#### WHAT YOU NEED TO DO:
a – Extract everything from "The ability to" down to "than $11 billion industry-wide." from the article on secure texting in hospitals, copying it word for word.
b – According to the article on secure texting in hospitals, how much would secure text messaging save the average hospital each year?

#### SELECTED EXTRACT:
+===+
Secure Texting in Hospitals Could Improve Patient Care, Save Thousands
Efficient communication and collaboration among physicians, nurses and other medical providers is critical to the delivery of patient care and the overall prosperity of a hospital. Hospital communication inefficiencies can also ramp up healthcare costs, averaging an annual loss of approximately $1.75 million per hospital (based in the United States), according to a report by the Ponemon Institute.
The ability to satisfy the clinical need for more efficient communications technologies needs to be balanced with safeguarding protected health information to meet both compliance and security requirements, especially those of HIPAA. Currently, the healthcare industry relies primarily on pagers to communicate with other team members but it has been noted to create inefficiencies that can have a considerable impact on both the economy and productivity of a hospital.
More than 400 healthcare providers in the United States were surveyed in the Imprivata Report on the Economic Impact of Inefficient Communications in Healthcare about the communications process during patient admissions, coordinating emergency response teams and patient transfers. Respondents agreed that significant time is wasted during each process, resulting in a loss of more than $11 billion industry-wide.
One solution that respondents agreed would save the average hospital roughly $359,000 a year in time savings is secure text messaging.
HIPAA-compliant text messaging systems could help care teams speed up hospital discharges, share patient information to make informed decisions for medical consults, and reduce total expenditures.
“Paging is time consuming and error prone, and it takes clinicians away from their patients,” Lynne Dunbrack, researcher vice president for IDC Health Insights, told TestCountry. “Secure text messaging can address these challenges by pushing communications, alerts and notifications to their mobile devices wherever they are.”
+===+
#### GIVEN DATA:
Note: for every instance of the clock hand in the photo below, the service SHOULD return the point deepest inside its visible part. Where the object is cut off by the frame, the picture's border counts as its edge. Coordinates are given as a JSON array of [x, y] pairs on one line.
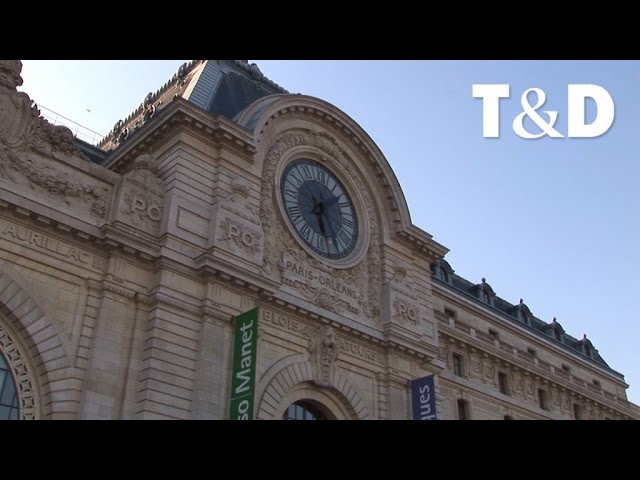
[[333, 239], [327, 203]]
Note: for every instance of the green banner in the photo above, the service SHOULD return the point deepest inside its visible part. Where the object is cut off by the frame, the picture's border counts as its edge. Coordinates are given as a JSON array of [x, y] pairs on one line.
[[243, 373]]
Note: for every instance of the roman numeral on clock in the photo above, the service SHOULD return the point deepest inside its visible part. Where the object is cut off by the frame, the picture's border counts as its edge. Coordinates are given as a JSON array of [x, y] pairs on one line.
[[294, 213]]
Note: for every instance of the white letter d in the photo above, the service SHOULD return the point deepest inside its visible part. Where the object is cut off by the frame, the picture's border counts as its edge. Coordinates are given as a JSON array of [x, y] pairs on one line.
[[577, 94]]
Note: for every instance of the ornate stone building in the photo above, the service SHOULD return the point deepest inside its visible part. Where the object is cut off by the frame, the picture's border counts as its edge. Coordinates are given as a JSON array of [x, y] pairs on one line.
[[123, 265]]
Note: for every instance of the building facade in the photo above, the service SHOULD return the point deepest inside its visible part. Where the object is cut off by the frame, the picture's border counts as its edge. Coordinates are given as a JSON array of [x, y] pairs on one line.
[[124, 265]]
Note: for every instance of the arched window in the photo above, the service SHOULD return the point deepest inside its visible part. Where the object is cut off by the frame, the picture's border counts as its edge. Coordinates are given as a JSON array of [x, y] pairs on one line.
[[8, 397], [304, 410], [463, 409]]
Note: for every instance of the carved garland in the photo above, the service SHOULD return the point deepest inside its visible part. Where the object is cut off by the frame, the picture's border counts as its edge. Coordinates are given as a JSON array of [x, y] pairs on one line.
[[55, 183], [278, 239], [23, 131], [21, 375]]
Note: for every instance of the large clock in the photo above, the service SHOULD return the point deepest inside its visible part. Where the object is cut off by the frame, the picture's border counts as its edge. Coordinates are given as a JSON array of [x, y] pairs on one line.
[[319, 209]]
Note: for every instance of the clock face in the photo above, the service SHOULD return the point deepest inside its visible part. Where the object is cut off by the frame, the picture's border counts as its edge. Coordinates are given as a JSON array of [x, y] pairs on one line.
[[319, 209]]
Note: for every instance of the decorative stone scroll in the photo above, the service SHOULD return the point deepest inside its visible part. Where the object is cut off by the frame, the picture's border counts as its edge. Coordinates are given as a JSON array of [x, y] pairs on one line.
[[324, 350]]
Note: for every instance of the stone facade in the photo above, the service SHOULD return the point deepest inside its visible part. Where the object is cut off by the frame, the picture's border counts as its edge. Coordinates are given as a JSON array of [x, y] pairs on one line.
[[119, 279]]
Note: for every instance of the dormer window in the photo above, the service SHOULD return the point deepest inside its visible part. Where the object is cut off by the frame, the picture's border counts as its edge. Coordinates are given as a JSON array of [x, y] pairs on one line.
[[485, 297]]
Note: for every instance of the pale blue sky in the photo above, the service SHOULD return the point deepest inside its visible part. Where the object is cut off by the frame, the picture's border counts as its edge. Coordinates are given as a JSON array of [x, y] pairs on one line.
[[552, 221]]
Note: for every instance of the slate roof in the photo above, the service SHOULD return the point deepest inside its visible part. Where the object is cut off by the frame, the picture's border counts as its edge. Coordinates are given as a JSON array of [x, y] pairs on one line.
[[552, 332]]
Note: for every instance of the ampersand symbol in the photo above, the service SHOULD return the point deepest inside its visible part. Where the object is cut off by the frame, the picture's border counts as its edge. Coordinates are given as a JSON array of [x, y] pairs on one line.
[[530, 111]]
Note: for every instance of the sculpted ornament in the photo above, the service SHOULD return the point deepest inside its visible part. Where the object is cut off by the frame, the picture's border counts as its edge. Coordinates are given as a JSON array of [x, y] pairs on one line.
[[324, 350], [365, 277], [238, 201], [24, 132]]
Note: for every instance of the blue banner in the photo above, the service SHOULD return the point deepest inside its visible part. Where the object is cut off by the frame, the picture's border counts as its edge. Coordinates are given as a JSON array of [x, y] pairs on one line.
[[423, 398]]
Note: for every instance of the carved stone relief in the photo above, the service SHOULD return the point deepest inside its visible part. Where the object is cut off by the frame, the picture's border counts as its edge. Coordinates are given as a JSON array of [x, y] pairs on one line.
[[401, 303], [476, 367], [239, 238], [21, 375], [354, 290], [324, 350], [236, 226]]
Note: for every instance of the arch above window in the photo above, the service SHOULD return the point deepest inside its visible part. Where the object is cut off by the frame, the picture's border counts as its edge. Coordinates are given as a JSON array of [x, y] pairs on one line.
[[306, 410]]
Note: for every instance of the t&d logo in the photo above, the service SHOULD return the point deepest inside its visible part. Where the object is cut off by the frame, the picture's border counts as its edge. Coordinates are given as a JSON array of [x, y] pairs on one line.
[[576, 115]]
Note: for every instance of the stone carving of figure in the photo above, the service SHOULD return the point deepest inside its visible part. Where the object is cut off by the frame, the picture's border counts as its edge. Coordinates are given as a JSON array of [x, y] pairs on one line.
[[324, 350]]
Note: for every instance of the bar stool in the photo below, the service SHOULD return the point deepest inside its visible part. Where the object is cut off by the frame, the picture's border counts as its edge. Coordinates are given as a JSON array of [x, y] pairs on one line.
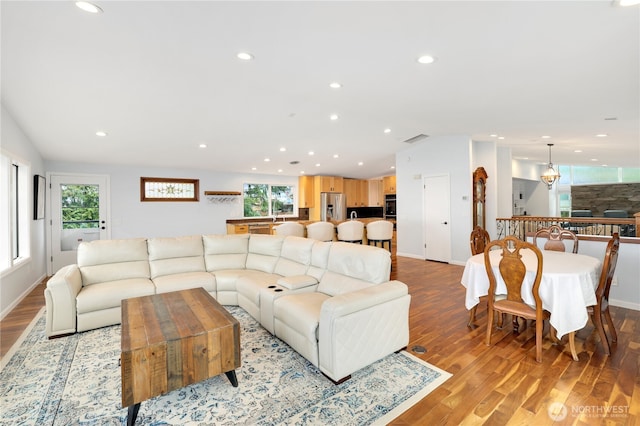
[[380, 231], [289, 228], [322, 231], [351, 231]]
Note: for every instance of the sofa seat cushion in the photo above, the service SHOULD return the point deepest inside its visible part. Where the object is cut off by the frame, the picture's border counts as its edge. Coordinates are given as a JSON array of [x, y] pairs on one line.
[[300, 312], [110, 294], [249, 285], [184, 281]]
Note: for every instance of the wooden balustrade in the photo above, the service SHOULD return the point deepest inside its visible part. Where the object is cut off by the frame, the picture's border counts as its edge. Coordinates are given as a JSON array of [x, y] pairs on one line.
[[520, 226]]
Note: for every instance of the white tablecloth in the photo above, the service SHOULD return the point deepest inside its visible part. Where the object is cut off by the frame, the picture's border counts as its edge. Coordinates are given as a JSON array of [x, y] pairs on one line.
[[568, 285]]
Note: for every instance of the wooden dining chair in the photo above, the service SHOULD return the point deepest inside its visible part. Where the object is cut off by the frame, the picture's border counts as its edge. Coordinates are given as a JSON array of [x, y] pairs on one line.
[[513, 270], [601, 308], [478, 240], [555, 236]]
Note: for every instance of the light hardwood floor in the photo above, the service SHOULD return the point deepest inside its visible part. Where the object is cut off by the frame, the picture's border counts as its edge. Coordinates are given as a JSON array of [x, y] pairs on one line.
[[497, 385]]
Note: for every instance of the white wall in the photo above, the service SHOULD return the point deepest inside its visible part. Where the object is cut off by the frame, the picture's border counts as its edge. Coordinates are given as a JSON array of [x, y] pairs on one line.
[[446, 155], [17, 283], [132, 218]]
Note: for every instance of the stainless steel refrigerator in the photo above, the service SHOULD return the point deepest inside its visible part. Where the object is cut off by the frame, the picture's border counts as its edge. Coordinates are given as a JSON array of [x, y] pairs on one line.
[[333, 206]]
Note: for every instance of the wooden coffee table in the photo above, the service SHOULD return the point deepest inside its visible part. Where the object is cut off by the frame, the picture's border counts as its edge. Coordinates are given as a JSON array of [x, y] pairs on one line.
[[172, 340]]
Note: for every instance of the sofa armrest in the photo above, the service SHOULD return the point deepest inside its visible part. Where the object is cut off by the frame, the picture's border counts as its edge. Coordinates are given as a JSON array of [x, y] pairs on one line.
[[358, 328], [296, 282], [60, 299]]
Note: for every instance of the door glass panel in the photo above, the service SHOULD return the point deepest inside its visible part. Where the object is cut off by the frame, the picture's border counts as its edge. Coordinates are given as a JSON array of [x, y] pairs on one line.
[[80, 215]]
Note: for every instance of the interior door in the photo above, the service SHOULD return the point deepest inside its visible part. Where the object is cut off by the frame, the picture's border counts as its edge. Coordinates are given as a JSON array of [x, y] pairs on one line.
[[79, 206], [437, 237]]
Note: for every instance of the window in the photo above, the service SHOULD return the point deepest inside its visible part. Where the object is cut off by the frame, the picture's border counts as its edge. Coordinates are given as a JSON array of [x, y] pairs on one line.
[[15, 213], [263, 200]]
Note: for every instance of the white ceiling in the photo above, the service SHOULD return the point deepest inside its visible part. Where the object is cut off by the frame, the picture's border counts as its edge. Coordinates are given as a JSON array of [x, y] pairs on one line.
[[162, 77]]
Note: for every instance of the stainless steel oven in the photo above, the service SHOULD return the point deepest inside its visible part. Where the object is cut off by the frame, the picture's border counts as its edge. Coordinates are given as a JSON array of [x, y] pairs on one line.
[[390, 206]]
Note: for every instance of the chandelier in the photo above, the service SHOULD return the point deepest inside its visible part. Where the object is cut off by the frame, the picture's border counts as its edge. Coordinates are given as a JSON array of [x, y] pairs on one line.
[[550, 175]]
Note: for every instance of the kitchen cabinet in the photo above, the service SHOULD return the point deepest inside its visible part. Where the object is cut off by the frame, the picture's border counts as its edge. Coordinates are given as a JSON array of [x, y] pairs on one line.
[[375, 196], [389, 184], [306, 192], [357, 192], [329, 184]]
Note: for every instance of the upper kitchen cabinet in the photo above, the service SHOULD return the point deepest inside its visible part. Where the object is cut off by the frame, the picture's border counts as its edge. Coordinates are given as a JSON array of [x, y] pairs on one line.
[[376, 196], [389, 184], [329, 183], [306, 191]]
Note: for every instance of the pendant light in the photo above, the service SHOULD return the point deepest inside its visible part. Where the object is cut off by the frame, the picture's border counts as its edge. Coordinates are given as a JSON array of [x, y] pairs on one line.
[[550, 175]]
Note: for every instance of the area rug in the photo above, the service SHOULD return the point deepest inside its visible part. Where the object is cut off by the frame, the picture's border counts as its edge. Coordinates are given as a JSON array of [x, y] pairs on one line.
[[75, 380]]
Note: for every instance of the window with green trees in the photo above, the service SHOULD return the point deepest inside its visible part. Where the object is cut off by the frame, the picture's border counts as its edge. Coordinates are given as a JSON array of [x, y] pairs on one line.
[[263, 200]]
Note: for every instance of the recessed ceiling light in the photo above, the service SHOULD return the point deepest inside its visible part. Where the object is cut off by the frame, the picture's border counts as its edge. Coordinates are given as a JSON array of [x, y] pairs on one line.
[[426, 59], [245, 56], [88, 7]]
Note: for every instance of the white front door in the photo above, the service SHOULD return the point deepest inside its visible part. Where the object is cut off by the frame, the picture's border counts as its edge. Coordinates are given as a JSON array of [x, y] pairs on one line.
[[437, 238], [79, 206]]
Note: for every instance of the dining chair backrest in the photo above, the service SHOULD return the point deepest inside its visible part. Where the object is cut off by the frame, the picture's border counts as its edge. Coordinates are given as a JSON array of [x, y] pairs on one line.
[[512, 269], [608, 269], [555, 236], [478, 240]]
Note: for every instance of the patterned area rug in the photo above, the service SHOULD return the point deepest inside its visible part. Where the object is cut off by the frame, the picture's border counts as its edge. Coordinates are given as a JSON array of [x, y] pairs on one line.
[[76, 380]]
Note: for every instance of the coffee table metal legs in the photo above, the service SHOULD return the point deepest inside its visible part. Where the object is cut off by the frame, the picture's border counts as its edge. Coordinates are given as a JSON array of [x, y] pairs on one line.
[[231, 375], [132, 414]]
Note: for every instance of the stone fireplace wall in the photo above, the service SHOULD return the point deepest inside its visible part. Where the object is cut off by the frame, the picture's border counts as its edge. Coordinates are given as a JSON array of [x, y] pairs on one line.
[[598, 198]]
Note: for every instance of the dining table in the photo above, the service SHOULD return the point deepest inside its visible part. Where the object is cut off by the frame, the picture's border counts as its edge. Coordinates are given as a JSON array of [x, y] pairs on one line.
[[567, 287]]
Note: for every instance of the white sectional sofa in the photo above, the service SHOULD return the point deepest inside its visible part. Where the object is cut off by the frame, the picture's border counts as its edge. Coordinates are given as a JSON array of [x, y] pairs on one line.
[[332, 302]]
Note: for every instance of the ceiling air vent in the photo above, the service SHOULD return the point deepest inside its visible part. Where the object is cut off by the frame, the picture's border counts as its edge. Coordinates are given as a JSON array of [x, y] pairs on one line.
[[417, 138]]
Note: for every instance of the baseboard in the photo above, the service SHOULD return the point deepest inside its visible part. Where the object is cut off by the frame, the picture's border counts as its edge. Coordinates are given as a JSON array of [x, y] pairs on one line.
[[24, 294], [624, 304]]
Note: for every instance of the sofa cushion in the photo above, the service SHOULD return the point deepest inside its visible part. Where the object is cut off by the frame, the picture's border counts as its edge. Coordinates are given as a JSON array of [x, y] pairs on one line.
[[295, 256], [110, 294], [264, 252], [300, 312], [225, 251], [112, 260], [352, 267], [185, 281], [170, 256]]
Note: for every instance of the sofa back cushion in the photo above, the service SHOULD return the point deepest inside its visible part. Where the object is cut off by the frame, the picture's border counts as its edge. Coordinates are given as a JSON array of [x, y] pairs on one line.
[[264, 251], [351, 267], [295, 256], [319, 259], [225, 251], [113, 260], [177, 255]]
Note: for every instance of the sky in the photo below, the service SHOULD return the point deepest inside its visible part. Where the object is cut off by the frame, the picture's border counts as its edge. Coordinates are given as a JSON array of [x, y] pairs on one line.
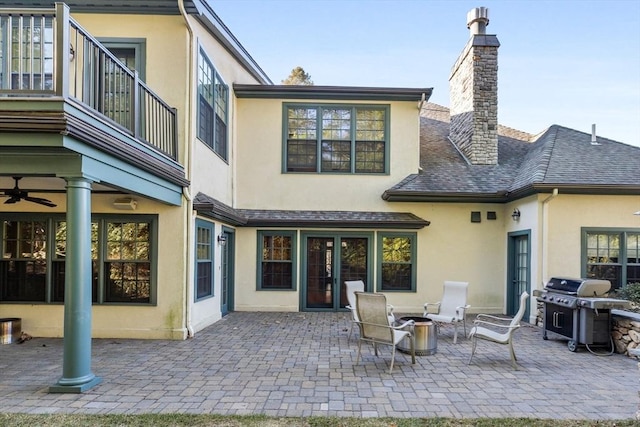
[[566, 62]]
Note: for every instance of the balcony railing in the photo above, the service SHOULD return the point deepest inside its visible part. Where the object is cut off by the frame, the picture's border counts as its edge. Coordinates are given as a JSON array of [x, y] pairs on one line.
[[46, 52]]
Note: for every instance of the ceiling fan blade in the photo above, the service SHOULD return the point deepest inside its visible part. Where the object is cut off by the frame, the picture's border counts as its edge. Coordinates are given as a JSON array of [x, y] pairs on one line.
[[40, 201]]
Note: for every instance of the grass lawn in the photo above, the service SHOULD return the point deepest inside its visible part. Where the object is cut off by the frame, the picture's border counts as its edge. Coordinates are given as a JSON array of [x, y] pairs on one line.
[[11, 420]]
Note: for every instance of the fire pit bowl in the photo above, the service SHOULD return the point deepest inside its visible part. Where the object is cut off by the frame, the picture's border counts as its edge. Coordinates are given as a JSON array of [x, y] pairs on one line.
[[425, 334]]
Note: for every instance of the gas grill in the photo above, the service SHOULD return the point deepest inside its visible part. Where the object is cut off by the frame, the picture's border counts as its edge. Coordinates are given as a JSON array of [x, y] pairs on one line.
[[579, 310]]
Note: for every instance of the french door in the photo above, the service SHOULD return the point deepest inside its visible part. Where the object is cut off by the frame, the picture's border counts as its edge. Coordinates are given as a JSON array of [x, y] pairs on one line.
[[519, 270], [329, 260]]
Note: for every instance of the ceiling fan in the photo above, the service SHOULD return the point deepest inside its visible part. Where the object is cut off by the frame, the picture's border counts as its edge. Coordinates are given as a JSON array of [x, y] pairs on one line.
[[16, 194]]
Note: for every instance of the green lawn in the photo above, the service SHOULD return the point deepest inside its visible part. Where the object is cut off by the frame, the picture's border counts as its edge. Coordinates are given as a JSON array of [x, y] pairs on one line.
[[260, 421]]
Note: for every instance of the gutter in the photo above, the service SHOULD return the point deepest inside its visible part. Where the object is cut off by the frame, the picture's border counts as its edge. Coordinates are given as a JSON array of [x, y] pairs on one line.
[[545, 231], [188, 218]]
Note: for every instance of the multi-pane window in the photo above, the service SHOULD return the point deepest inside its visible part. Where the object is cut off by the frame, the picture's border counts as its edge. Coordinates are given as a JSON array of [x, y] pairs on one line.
[[204, 259], [32, 267], [213, 107], [128, 262], [58, 267], [336, 139], [27, 58], [612, 255], [276, 260], [397, 261], [23, 268]]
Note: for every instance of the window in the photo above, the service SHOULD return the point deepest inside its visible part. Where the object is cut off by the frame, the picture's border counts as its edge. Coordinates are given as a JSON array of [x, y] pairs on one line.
[[612, 255], [213, 105], [397, 258], [127, 266], [336, 139], [58, 264], [276, 260], [32, 267], [118, 85], [27, 60], [204, 259]]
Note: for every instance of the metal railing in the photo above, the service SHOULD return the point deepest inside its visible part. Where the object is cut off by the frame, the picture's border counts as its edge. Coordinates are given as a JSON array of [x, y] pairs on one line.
[[46, 52]]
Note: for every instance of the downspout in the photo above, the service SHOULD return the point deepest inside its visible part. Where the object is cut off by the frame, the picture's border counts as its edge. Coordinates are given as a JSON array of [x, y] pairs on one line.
[[189, 220], [545, 240]]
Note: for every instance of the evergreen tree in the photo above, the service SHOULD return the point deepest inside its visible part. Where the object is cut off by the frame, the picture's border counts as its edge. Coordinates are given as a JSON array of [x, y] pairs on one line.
[[298, 77]]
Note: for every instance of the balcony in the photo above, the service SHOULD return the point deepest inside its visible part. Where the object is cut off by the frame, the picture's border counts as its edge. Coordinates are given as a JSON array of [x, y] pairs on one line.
[[46, 55]]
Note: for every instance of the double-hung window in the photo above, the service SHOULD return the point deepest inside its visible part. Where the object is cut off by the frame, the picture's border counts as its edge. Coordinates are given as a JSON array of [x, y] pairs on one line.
[[276, 260], [397, 261], [213, 106], [336, 139], [612, 254]]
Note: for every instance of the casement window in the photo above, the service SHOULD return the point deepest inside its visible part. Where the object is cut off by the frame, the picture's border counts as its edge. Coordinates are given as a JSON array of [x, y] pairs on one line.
[[276, 260], [336, 139], [611, 254], [204, 259], [213, 106], [397, 262], [123, 259], [117, 85]]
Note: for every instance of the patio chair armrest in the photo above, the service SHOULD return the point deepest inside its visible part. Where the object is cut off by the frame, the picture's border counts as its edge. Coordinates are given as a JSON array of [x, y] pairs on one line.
[[496, 325], [493, 318], [390, 309], [409, 322], [463, 309]]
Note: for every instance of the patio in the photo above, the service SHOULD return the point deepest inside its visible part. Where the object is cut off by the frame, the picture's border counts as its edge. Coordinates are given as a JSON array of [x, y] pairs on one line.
[[302, 364]]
+===+
#### ANSWERS FOR THIS EXERCISE:
a –
The ability to satisfy the clinical need for more efficient communications technologies needs to be balanced with safeguarding protected health information to meet both compliance and security requirements, especially those of HIPAA. Currently, the healthcare industry relies primarily on pagers to communicate with other team members but it has been noted to create inefficiencies that can have a considerable impact on both the economy and productivity of a hospital.
More than 400 healthcare providers in the United States were surveyed in the Imprivata Report on the Economic Impact of Inefficient Communications in Healthcare about the communications process during patient admissions, coordinating emergency response teams and patient transfers. Respondents agreed that significant time is wasted during each process, resulting in a loss of more than $11 billion industry-wide.

b – Roughly $359,000 a year in time savings.